CLEMSON — Eric Johnson of Clemson University put on a white “clean suit” that covered his body from head to toe, leaving little more than his eyes exposed.

He stepped into a chamber and stood still as jets blasted him with air. Only when every effort had been made to remove the tiniest of particles from his suit did he open the lab door.

Eric Johnson works in the clean room at the Advanced Materials Research Lab.

Eric Johnson works in the clean room at the Advanced Materials Research Lab.

Millions of dollars in highly sensitive equipment were at the ready. Johnson and his research group were there to make photonic and optoelectronic devices.

Those devices have already made it possible to scan barcodes and watch Blu-ray movies, but Johnson is working to take the technology a step further.

His research could fundamentally change how computers work, and fellow scholars are taking a keen interest.

Johnson has been named ACC Distinguished Lecturer. As part of the honor, as many as five universities in the Atlantic Coast Conference will invite him and his colleagues to lecture and, hopefully, stimulate collaborations with other researchers.

“I’m excited to go out and tell people what’s going on here at Clemson in terms of photonics and optoelectronics,” Johnson said. “There’s a lot going on here. We’ve got something special, and being able to share that with people is a good thing.”

Some of his most up-to-date information is coming from his research at the Advanced Materials Research Lab in Anderson County.

Johnson and his research group make devices called “optics” by etching microscopic patterns onto silicon and glass wafers, then they shine an ordinary light beam through the optics to make the light do extraordinary things.

When light is transmitted in precisely the right way, it can carry massive amounts of data. If researchers can figure out how to do it on a large scale at a low cost, it could upend how computers have worked for more than half a century.

Computing has largely depended on copper wires laid on silicon microchips to carry electrons. But in the future, a greater share of information could surf on a wave of light. It would mean computers would run faster and use less energy.

Eric Johnson works with a student in his lab.

Johnson works with a student in his lab.

Congratulations for Johnson’s ACC honor came from across the conference, including a note from Robert H. Jones, executive vice president for academic affairs and provost at Clemson.

“Being named distinguished lecturer is the highest honor conferred by the ACC Academic Consortium,” Jones said. “This is great news and well-deserved. It’s an honor that shows the impeccable research and scholarship that he brings to Clemson.”

Johnson illustrated how he transforms light by shining a laser through an optic that projected an orange Tiger paw onto the side of a case in his lab.

To understand how he and his research group made the optic, you have to go back to what they do in the clean room.

Researchers start with a wafer. Inside the cleanroom, the wafer is spun, covered with liquid, exposed to ultraviolet light, stenciled, washed in developer and etched with ions. When it’s all done, they have a disk covered in squares that reflect rainbow colors like a CD and appears smooth to the naked eye.

Viewing it through a microscope, though, reveals something entirely different.

“If you were to look at that Tiger paw optic very closely under a microscope, you would see this topography that more or less looks like the Grand Canyon,” Johnson said. “But the dimensions are on the order of a micron or a few microns. As light propagates and moves through that, it forms the image of a Tiger paw.”

The paw is just a demonstration to show how light can be controlled. One of the real-world applications could be in the emerging field of “silicon photonics,” which merges light-based innovations with traditional microchips, Johnson said.

——————

Job: Duplicate everything from "Johnson illustrated how" down to "something entirely different." in the text on Clemson's light research. None of the lines that come next have any bearing on this.

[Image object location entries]
——————

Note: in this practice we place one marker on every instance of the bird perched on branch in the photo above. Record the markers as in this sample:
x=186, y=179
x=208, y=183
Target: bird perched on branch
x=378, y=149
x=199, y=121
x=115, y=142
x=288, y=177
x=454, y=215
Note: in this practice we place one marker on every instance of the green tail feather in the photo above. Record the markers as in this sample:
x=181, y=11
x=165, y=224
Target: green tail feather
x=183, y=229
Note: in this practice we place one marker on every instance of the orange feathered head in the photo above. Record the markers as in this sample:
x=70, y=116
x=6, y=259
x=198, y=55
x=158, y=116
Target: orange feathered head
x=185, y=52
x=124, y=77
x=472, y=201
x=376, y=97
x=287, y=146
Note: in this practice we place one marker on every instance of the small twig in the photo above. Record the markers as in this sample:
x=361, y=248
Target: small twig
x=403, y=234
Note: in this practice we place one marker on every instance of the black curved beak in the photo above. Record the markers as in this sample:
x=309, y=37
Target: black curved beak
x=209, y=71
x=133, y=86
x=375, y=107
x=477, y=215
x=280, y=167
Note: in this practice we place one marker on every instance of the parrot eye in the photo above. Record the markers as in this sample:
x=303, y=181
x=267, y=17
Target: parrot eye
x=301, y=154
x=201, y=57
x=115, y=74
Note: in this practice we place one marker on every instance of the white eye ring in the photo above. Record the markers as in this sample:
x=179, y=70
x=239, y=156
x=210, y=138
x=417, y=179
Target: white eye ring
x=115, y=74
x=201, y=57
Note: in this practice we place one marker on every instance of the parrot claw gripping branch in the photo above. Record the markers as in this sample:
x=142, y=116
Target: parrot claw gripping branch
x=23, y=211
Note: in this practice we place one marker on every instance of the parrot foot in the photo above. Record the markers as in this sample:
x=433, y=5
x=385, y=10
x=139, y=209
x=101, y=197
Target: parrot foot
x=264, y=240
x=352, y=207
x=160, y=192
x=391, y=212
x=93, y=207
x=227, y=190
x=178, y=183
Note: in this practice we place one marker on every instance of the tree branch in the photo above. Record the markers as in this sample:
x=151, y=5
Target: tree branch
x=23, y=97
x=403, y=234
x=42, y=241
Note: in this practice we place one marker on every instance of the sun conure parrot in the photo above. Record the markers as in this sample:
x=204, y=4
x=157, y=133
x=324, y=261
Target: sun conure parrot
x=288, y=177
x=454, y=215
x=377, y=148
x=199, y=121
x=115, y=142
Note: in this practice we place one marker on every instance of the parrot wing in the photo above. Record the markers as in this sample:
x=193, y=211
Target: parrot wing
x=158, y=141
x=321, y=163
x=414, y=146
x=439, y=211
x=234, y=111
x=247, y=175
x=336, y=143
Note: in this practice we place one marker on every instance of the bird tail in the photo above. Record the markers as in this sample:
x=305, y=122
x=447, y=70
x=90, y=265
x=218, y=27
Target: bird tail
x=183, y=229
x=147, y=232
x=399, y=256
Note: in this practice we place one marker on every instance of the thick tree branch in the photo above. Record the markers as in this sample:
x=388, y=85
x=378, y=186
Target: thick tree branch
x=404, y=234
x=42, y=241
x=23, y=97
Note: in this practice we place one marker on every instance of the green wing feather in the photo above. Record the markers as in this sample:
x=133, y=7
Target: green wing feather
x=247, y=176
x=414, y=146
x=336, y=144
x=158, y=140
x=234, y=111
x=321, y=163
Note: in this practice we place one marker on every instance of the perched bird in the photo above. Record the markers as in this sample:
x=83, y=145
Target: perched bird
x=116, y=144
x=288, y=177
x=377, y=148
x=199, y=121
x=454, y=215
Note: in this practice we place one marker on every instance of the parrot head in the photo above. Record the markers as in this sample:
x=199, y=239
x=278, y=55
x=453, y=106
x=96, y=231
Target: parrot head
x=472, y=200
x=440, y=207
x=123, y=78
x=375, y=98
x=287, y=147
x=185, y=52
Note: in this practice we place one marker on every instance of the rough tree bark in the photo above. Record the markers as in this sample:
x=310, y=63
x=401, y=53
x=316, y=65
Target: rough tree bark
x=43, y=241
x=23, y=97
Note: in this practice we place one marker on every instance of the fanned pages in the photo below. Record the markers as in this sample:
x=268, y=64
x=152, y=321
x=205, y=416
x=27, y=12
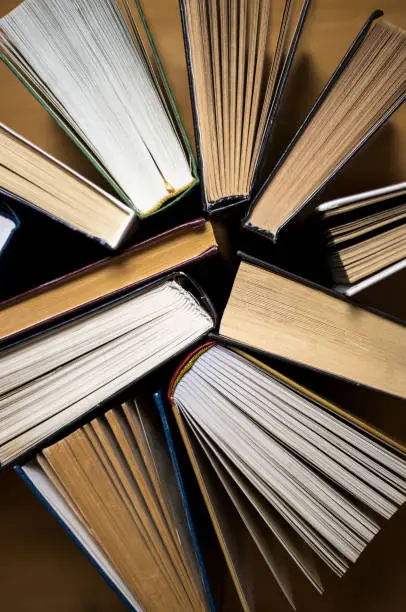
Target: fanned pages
x=366, y=236
x=278, y=313
x=304, y=474
x=42, y=181
x=237, y=77
x=88, y=64
x=368, y=86
x=138, y=536
x=54, y=378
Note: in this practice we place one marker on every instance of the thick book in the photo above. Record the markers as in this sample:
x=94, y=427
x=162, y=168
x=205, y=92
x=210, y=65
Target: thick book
x=111, y=277
x=139, y=538
x=341, y=121
x=50, y=379
x=278, y=313
x=237, y=75
x=365, y=236
x=9, y=222
x=128, y=128
x=304, y=480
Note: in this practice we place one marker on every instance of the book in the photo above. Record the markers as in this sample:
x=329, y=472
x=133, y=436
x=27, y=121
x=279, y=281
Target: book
x=139, y=538
x=128, y=128
x=72, y=367
x=308, y=480
x=273, y=311
x=237, y=74
x=366, y=236
x=339, y=124
x=41, y=181
x=105, y=279
x=9, y=222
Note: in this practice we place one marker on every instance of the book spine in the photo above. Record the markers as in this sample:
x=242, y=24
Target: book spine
x=70, y=533
x=159, y=401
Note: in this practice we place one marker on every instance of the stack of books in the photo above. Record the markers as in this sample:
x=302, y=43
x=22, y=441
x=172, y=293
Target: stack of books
x=147, y=424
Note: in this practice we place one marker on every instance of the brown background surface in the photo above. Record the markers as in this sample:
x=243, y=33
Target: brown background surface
x=40, y=568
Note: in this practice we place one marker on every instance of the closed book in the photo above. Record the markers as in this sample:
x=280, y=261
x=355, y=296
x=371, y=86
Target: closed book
x=278, y=313
x=46, y=304
x=365, y=236
x=340, y=122
x=233, y=119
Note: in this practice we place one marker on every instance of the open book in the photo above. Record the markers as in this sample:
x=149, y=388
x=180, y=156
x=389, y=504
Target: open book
x=306, y=480
x=139, y=537
x=339, y=124
x=93, y=66
x=51, y=379
x=240, y=54
x=366, y=236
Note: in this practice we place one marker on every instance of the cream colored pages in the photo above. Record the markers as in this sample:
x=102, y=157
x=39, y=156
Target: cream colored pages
x=370, y=86
x=31, y=174
x=284, y=317
x=121, y=272
x=238, y=52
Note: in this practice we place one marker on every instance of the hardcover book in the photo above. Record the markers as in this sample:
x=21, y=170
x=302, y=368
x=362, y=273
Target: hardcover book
x=69, y=369
x=128, y=128
x=366, y=236
x=140, y=538
x=109, y=278
x=275, y=312
x=339, y=124
x=303, y=479
x=237, y=75
x=9, y=222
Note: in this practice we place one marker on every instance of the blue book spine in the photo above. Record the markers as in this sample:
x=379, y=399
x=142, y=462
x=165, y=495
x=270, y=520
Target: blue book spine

——————

Correct output:
Johnson illustrated how he transforms light by shining a laser through an optic that projected an orange Tiger paw onto the side of a case in his lab.

To understand how he and his research group made the optic, you have to go back to what they do in the clean room.

Researchers start with a wafer. Inside the cleanroom, the wafer is spun, covered with liquid, exposed to ultraviolet light, stenciled, washed in developer and etched with ions. When it’s all done, they have a disk covered in squares that reflect rainbow colors like a CD and appears smooth to the naked eye.

Viewing it through a microscope, though, reveals something entirely different.